Copy out the data in full and exactly, passing over the pictures.

Items listed in a dataset:
☆ ☆ ☆ ☆
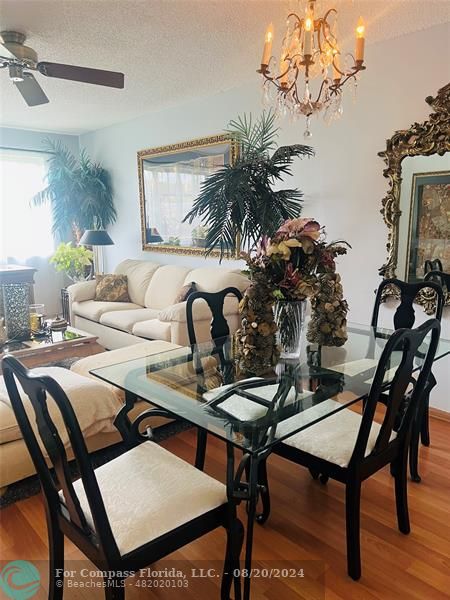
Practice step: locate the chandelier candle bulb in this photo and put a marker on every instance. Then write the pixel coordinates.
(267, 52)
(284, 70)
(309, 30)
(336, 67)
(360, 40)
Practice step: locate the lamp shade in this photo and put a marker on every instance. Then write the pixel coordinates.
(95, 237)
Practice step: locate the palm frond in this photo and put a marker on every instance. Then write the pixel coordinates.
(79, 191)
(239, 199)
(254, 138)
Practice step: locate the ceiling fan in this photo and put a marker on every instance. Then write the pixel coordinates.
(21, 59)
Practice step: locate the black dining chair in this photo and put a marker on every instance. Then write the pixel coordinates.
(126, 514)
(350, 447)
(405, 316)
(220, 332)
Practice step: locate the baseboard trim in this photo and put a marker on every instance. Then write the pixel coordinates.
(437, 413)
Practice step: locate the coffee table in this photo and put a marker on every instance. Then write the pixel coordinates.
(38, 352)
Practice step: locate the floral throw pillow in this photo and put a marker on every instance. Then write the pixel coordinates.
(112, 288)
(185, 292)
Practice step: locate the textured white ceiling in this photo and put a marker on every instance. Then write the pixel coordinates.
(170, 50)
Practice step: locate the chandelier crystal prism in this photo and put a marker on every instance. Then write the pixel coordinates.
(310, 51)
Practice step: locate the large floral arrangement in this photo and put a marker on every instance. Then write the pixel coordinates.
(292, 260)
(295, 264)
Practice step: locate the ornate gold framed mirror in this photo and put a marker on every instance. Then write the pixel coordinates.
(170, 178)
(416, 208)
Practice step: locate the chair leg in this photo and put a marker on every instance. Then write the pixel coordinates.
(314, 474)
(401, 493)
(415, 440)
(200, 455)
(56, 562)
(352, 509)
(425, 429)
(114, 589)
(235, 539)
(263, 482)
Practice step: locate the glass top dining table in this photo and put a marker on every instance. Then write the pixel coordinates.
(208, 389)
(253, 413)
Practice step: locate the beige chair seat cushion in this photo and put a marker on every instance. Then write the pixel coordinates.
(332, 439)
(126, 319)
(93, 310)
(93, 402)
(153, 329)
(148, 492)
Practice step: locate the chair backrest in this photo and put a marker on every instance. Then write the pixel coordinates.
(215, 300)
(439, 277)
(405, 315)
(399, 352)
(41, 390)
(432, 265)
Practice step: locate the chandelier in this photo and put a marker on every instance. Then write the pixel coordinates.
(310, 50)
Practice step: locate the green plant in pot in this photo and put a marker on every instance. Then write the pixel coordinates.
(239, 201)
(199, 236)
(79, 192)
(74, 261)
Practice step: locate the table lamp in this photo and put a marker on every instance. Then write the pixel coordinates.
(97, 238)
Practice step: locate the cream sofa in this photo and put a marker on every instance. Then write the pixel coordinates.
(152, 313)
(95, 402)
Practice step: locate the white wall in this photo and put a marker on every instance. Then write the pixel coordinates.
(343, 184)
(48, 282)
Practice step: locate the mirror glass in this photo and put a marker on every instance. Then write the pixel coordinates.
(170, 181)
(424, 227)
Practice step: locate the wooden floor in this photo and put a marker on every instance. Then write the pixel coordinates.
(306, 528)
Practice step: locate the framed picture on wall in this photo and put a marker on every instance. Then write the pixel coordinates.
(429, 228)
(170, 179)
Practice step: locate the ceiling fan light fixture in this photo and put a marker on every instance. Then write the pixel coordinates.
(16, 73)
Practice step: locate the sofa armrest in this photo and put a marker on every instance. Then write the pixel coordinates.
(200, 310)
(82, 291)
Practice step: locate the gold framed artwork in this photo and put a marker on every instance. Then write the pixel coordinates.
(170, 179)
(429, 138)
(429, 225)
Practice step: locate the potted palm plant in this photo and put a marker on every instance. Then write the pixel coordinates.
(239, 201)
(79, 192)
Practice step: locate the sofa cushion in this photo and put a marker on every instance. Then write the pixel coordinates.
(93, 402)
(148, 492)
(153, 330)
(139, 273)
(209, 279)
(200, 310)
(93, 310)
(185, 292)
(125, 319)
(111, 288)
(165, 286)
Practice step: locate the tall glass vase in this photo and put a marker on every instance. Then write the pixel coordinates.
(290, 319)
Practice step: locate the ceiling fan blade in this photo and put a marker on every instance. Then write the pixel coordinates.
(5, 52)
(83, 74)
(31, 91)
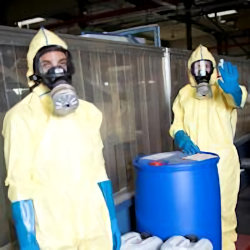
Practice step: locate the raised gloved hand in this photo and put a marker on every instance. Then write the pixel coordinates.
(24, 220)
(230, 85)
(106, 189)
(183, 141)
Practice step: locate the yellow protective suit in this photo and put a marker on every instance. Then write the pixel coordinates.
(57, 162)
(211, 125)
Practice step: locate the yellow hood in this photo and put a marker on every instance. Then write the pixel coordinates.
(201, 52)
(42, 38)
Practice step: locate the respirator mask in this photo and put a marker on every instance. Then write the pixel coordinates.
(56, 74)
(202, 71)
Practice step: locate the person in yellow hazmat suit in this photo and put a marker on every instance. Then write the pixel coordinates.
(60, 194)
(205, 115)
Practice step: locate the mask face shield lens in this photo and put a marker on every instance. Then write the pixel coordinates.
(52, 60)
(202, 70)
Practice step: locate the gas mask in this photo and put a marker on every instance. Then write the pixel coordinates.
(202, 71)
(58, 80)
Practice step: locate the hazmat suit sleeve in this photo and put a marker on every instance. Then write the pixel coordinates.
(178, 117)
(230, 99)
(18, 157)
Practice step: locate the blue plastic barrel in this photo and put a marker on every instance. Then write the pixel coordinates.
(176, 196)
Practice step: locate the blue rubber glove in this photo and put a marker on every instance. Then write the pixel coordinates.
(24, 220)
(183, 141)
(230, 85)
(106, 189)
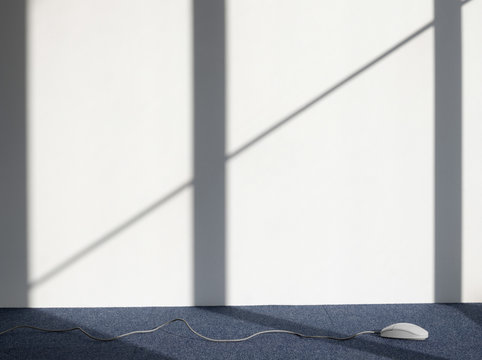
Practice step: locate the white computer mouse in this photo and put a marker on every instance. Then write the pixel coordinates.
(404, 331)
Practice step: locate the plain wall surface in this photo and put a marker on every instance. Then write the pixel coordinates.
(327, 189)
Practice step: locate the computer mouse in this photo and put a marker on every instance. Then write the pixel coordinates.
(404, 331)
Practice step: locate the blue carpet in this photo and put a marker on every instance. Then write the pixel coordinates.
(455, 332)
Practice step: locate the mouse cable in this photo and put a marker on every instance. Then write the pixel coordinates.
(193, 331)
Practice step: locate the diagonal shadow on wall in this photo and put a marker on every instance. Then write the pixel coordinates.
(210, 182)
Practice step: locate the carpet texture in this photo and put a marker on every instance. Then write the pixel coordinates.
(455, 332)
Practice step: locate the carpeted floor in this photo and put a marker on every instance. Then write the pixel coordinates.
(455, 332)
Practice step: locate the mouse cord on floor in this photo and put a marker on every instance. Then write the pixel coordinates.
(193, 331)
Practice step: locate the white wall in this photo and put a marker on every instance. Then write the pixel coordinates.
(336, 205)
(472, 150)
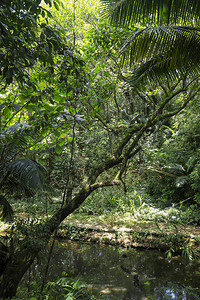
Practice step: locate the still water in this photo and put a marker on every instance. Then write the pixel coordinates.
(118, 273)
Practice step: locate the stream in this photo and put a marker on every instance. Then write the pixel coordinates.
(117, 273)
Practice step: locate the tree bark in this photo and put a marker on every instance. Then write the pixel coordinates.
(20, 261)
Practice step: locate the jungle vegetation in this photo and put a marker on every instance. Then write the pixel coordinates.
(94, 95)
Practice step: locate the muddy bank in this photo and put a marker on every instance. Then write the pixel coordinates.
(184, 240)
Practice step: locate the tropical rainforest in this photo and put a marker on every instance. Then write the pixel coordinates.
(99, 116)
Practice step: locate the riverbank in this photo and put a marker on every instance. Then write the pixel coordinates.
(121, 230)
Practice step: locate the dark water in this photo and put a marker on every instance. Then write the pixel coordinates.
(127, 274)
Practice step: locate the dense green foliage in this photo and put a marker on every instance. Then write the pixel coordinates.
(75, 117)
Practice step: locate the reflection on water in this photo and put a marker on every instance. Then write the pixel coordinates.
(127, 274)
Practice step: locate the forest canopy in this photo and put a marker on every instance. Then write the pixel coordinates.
☆ ☆ ☆ ☆
→ **Result for this task**:
Practice step: locate the chandelier candle bulb in this photo and put a marker on every instance. Then write the pixel coordinates.
(267, 52)
(284, 70)
(309, 30)
(336, 67)
(360, 40)
Practice step: locate the lamp shade in this photo and put a marker on every instance. Then write the pixel coordinates.
(95, 237)
Practice step: locate the palm frond in this photo and put a marker on every instance. Then write the pixel coordinates.
(79, 191)
(239, 199)
(254, 138)
Practice step: locate the ceiling fan in this photo and put a marker on every instance. Then write the pixel coordinates.
(21, 59)
Practice step: locate the black dining chair in this photo and put a marker on every instance. Then write the pixel coordinates.
(126, 514)
(350, 447)
(405, 316)
(220, 332)
Practice step: locate the baseboard trim in this photo and put a marker on every instance. Then write the pixel coordinates.
(437, 413)
Practice step: locate the coffee table in this photo and put a marker on every instance. Then write the pixel coordinates.
(38, 352)
Practice step: locate the floral throw pillow in this photo and put a marker on every instance. Then write the pixel coordinates.
(112, 288)
(185, 292)
Practice step: locate the textured white ceiling in this photo and put a marker on every instance. Then write the pixel coordinates.
(170, 50)
Practice step: locate the chandelier crystal prism in this photo and put a marker on every instance. Then write the pixel coordinates.
(310, 51)
Practice step: locate the large floral arrangement in this photo and put a marker on every instance. Then write the pixel coordinates.
(292, 260)
(295, 264)
Practice step: locate the ornate gold framed mirror in this photo and put a marker on every instance. Then write the pixel coordinates.
(170, 178)
(416, 208)
Practice step: locate the chair leg in this photo and put a marker on every instance. Then write the pixel coordinates.
(314, 474)
(401, 493)
(415, 440)
(200, 455)
(56, 562)
(352, 509)
(425, 429)
(114, 589)
(235, 539)
(263, 482)
Practice step: locate the glass top dining table in this photo and put a marker on every instance. Then write the pixel coordinates.
(208, 389)
(253, 413)
Practice step: locate the beige chair seat cushion in this photo and put a marker on every instance. Then write the pixel coordinates.
(332, 439)
(126, 319)
(93, 310)
(93, 402)
(153, 329)
(148, 492)
Practice step: locate the chair backrest in this photo and put a marker on every instance. Then write the pixel coordinates.
(215, 300)
(439, 277)
(405, 315)
(399, 352)
(41, 390)
(432, 265)
Practice step: locate the chandelier in this photo and put a marker on every instance. Then write the pixel coordinates.
(310, 50)
Practice step: locate the green plant in pot in this photo and put a marker on every instance. Then write the pixel coordinates.
(239, 201)
(199, 236)
(79, 192)
(74, 261)
Practice step: locate the table lamp in this photo and put a marker on every instance. Then write the pixel coordinates.
(97, 238)
Practice step: locate the cream sofa in this photo and put a marker on every instance. Then write the pixel coordinates.
(152, 313)
(95, 402)
Practice step: locate the white wall in this photo and put a marker on every instance. Then write the pixel coordinates.
(343, 184)
(48, 282)
Practice step: locate the mirror glass in this photo and put a marker on every instance. Then write the pixel coordinates.
(170, 181)
(424, 227)
Practice step: locate the wooden floor in this photo and put a marker on every instance. Then write the pixel coordinates.
(306, 528)
Practice step: locate the framed picture on wall in this photo and put a marker on every instance. Then write the pixel coordinates.
(429, 228)
(170, 179)
Practice step: locate the ceiling fan light fixture in this photo and put a marker on every instance. Then write the pixel coordinates.
(16, 73)
Practice step: locate the sofa armrest in this photo and put a marker on every instance. Then write the pixel coordinates.
(200, 310)
(82, 291)
Practice step: locate the gold framed artwork in this photo and put a marker on every instance. Then write the pixel coordinates.
(170, 179)
(429, 138)
(429, 225)
Practice step: locate the potted palm plant in this photo and put a marker on every instance. Then write the pixel coordinates.
(239, 201)
(79, 192)
Practice step: locate the sofa cushion in this photo and put a marker on every instance. Then write the pixel coordinates.
(93, 402)
(148, 492)
(153, 330)
(139, 273)
(209, 279)
(200, 310)
(93, 310)
(185, 292)
(125, 319)
(111, 288)
(165, 286)
Practice step: locate the tall glass vase in this photo and put a marker on every instance. Then write the pixel coordinates.
(290, 319)
Practice step: locate the ceiling fan blade in this photo and put a marker on every instance. Then write the pixel coordinates.
(5, 52)
(83, 74)
(31, 91)
Practice step: locate the raised gloved hand in this photo and put a marker on every instance. Then write the pixel coordinates.
(24, 220)
(230, 85)
(106, 189)
(183, 141)
Practice step: locate the yellow protective suit in this photo and put a marker on every instance. Then write the pixel coordinates.
(57, 162)
(211, 125)
Practice step: locate the yellow hood in this photo and put a marker on every instance. Then write the pixel coordinates.
(201, 52)
(42, 38)
Practice step: locate the respirator mask in this photo and put a marker on every instance. Then write the pixel coordinates.
(56, 74)
(202, 71)
Practice step: locate the person in yellow hazmat suit in this photo and put a marker on every instance. Then write the pixel coordinates.
(60, 194)
(205, 115)
Practice step: locate the mask face shield lens in this photo and put a marker on every instance. Then write the pixel coordinates.
(52, 60)
(202, 70)
Practice step: locate the gas mask in this photo and put a marker on every instance. Then write the pixel coordinates.
(202, 71)
(58, 80)
Practice step: locate the hazmat suit sleeve in this photo and put a marker on every instance. Then write the pixel coordinates.
(178, 117)
(230, 99)
(18, 157)
Practice step: locate the blue plastic barrel in this photo and put a marker on every instance. Then write the pixel coordinates.
(176, 196)
Practice step: locate the blue rubber glove in this photo and put a marker on every instance. Then write the pixel coordinates.
(24, 220)
(183, 141)
(230, 85)
(106, 189)
Practice step: locate the white computer mouse in this photo and put a marker on every instance. Then write the pixel coordinates.
(404, 331)
Practice step: locate the plain wall surface in this photo and put a marker on every instance. Then write the pixel coordinates.
(327, 189)
Practice step: locate the computer mouse in this photo and put a marker on every instance. Then write the pixel coordinates.
(404, 331)
Practice step: locate the blue carpet in this photo and put a marker on every instance. Then write the pixel coordinates.
(455, 332)
Practice step: locate the mouse cable in this photo and put a marker on every instance. Then write the pixel coordinates.
(193, 331)
Practice step: locate the diagonal shadow on wall in this photo and put a marker on every instance. Then write the pixel coordinates.
(210, 182)
Practice step: locate the carpet texture in this photo and put a marker on every instance. Then write the pixel coordinates.
(455, 332)
Practice step: locate the carpeted floor in this photo and put a marker on every instance. Then write the pixel coordinates.
(455, 332)
Practice step: locate the mouse cord on floor in this photo and put a marker on every instance. Then write the pixel coordinates.
(193, 331)
Practice step: locate the white wall in this photo and put a marker on every instance. Then write the pixel coordinates.
(336, 205)
(472, 150)
Practice step: locate the still water in this photo and put a marker on every instance. Then write the pixel coordinates.
(118, 273)
Practice step: locate the stream in this photo and put a marker on every instance. Then write the pixel coordinates.
(117, 273)
Practice step: locate the tree bark in this photo and put a marker on every instance. Then write the pixel coordinates.
(20, 261)
Practice step: locate the jungle vegetation in this photo and put a marker on every instance. Then write the pixel coordinates.
(94, 95)
Practice step: locate the muddy bank in this photo and put a marker on every instance. Then write the pixel coordinates.
(184, 240)
Practice step: locate the tropical rainforest in this photo and put a marker on every instance. Then write the pixel coordinates.
(99, 116)
Practice step: locate the riverbank in this photo and put a marker on every instance. Then write the pixel coordinates.
(121, 230)
Practice step: locate the dark water in this photo and put a marker on every instance. Then write the pixel coordinates.
(127, 274)
Practice step: locate the dense green foliage in this photo and put a marker on every instance. Then write the pixel coordinates.
(75, 117)
Practice step: locate the reflection on water in this photo and put a marker on every instance. Then write the pixel coordinates.
(127, 274)
Practice step: locate the forest canopy in this photo and put a marker on every instance. Then write the pixel coordinates.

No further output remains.